**Texte de la page**
....

L'époque n'autorise pas les conflits internes. Le quatrième sizain le rappelle : « Quand les blés sont sous la grêle / Fou qui fait le délicat / Fou qui songe à ses querelles / Au coeur du commun combat ». C'est une période de restrictions alimentaires, évoquées par les « blés sous la grêle », le blé représentant le pain donc la nourriture, confisquée par les armées allemandes et manquant pour la population française. Compte tenu de la situation, il faut songer seulement au « commun combat » (vers 24) ; « Un rebelle est un rebelle » (vers 39). Cela concerne tous les moyens de combattre et tous les résistants, qu'ils agissent à terre dans les maquis comme dans les airs pour les aviateurs, tous étant évoqués au vers 57 : « L'un court et l'autre a des ailes ». Ce texte s'adresse aussi à tous les Français, quelle que soit la région dans laquelle ils habitent, comme cela est indiqué au vers 58 : « De Bretagne ou du Jura », la Bretagne étant justement, par tradition, de forte obédience catholique. Les petites disputes n'ont plus lieu d'être. Elles doivent être dépassées ; communistes et catholiques ont le devoir de s'unir.

Le sort réservé à chacun est d'ailleurs le même. Communistes comme catholiques sont arrêtés, emprisonnés, torturés, fusillés. La dédicace faite lors de la publication de 1944 le rappelle justement. Et même si Louis Aragon n'a ajouté cette dédicace qu'après l'écriture de son poème, le résistant Gilbert Dru n'étant mort qu'en 1944 par exemple, l'auteur avait déjà en tête, en 1943, le souvenir de nombreux camarades résistants morts pour la France, qu'ils soient communistes ou catholiques, notamment d'Estienne d'Orves, Môquet et Péri.

Le poème indique également les terribles conditions de détention des prisonniers dans le sixième sizain « Ils sont en prison Lequel / A le plus triste grabat / Lequel plus que l'autre gèle / Lequel préfèrent les rats » (vers 33 à 36). Surtout, il n'hésite pas à parler de la réalité de la mort et rend hommage à tous ceux tombés pour la France dans ce combat commun. « La sentinelle tira / Par deux fois et l'un chancelle / L'autre tombe qui mourra » (vers 28-30) nous raconte l'atrocité des affrontements sur un ton léger, comme un conte, tel que nous l'avons montré auparavant avec l'allusion au Petit Chaperon Rouge. La mort est aussi présente dans les vers 40 à 42 : « Nos sanglots font un seul glas [le glas = la sonnerie des cloches pour célébrer un mot] / Et quand vient l'aube cruelle / Passent de vie à trépas [le trépas = la mort] ». Mais au moment de mourir, la dernière pensée des résistants est pour la France. Les futurs fusillés sont ainsi en train de répéter « le nom de celle / Qu'aucun des deux ne trompa », vers 45-46. Ils meurent pour la liberté de leur pays ; leur sang coule. Ce sang ne montre aucune différence entre « Celui qui croyait au ciel / Celui qui n'y croyait pas ». Ainsi « leur sang rouge ruisselle / Même couleur même éclat » (vers 47-48) ; « Il coule il coule » vers 51.

....

**Matériel fourni**
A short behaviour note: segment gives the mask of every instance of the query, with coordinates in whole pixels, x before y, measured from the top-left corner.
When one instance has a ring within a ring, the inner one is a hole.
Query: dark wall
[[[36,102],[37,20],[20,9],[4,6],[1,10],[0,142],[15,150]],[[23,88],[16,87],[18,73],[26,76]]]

....

**Objectif de la tâche**
Extrayez mot pour mot, dans l'analyse du poème, le passage qui commence par « Le sort réservé » et se poursuit jusqu'à « Môquet et Péri. ».

**La réponse**
Le sort réservé à chacun est d'ailleurs le même. Communistes comme catholiques sont arrêtés, emprisonnés, torturés, fusillés. La dédicace faite lors de la publication de 1944 le rappelle justement. Et même si Louis Aragon n'a ajouté cette dédicace qu'après l'écriture de son poème, le résistant Gilbert Dru n'étant mort qu'en 1944 par exemple, l'auteur avait déjà en tête, en 1943, le souvenir de nombreux camarades résistants morts pour la France, qu'ils soient communistes ou catholiques, notamment d'Estienne d'Orves, Môquet et Péri.